> _Written instruction_
Print the lines of the records below exactly as they stand, starting with the line that contains "the white face" and ending with the line that contains "x=206, y=70", both included.

> _Data for processing_
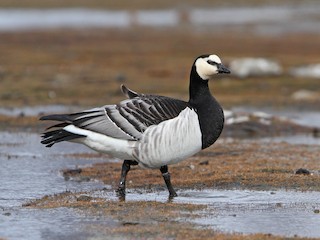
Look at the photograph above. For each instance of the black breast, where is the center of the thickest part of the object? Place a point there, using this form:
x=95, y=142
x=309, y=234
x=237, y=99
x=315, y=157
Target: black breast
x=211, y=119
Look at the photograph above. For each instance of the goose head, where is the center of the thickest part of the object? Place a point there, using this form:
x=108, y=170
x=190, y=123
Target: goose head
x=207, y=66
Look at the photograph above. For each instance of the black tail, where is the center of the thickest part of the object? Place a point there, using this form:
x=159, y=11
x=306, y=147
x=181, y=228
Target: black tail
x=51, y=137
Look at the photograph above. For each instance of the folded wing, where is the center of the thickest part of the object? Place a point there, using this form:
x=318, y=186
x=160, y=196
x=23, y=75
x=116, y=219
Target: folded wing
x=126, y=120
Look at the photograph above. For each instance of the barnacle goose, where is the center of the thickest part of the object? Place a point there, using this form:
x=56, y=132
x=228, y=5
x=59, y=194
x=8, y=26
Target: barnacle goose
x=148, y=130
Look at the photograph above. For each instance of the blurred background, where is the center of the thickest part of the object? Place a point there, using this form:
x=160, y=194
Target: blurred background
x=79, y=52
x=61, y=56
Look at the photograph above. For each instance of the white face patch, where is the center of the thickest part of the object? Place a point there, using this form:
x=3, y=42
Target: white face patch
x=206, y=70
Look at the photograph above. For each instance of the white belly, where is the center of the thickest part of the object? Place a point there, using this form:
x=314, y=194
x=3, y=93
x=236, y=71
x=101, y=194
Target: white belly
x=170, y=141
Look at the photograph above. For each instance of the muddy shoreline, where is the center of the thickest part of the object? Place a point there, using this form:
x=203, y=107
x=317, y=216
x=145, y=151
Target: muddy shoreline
--
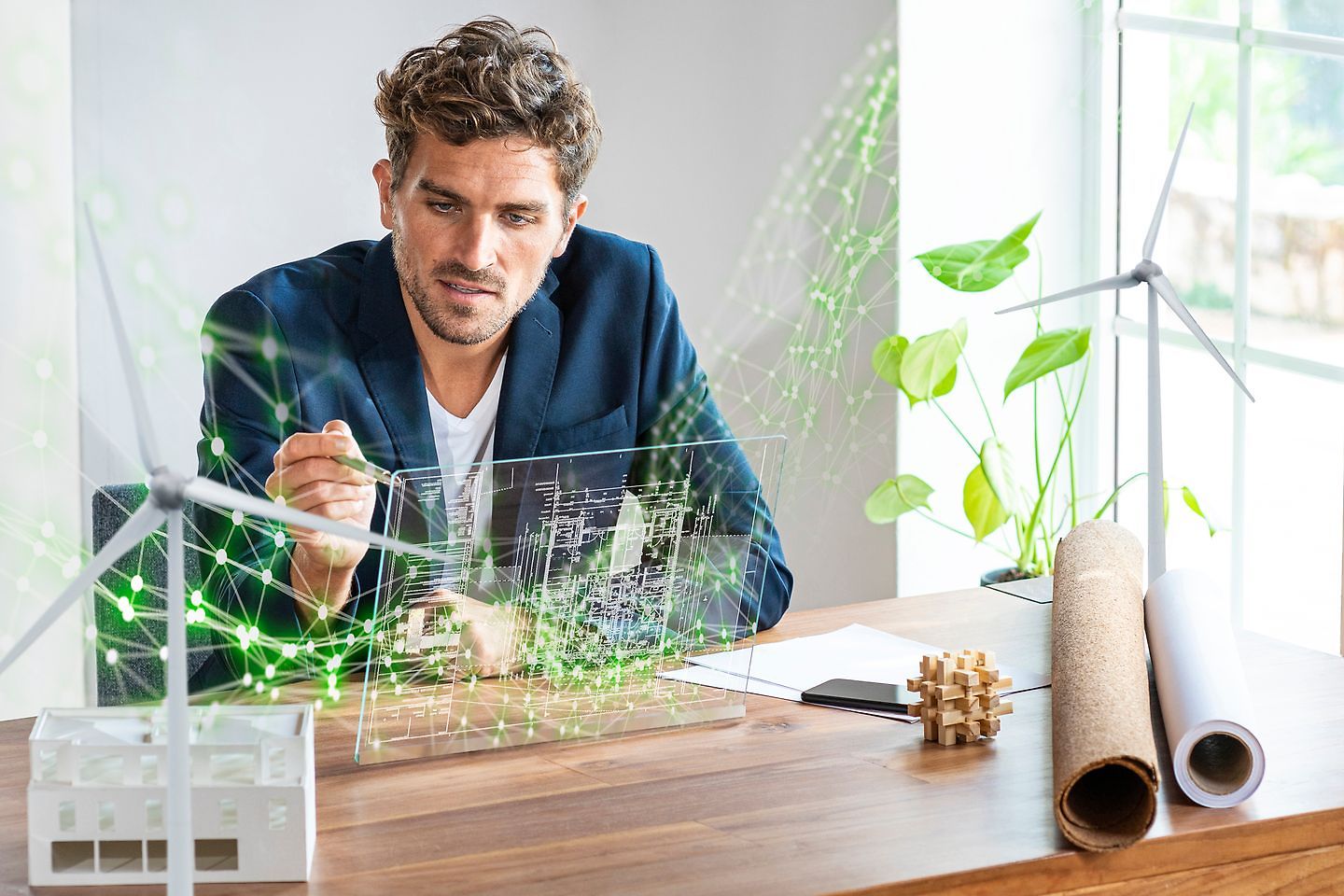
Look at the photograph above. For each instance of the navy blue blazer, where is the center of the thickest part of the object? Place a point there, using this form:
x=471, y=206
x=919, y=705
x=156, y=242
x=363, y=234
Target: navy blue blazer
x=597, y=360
==
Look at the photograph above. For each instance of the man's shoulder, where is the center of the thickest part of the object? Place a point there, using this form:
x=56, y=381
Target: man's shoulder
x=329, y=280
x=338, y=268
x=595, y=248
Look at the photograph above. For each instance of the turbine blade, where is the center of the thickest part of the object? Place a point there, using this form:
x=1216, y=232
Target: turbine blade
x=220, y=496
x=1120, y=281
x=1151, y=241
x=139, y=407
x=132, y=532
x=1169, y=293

> _Solution to this problem_
Look at the photograph above. For each instance of the white face patch, where is the center of the thickest part of the object? Place a point there, using this form:
x=3, y=42
Target: white face patch
x=206, y=70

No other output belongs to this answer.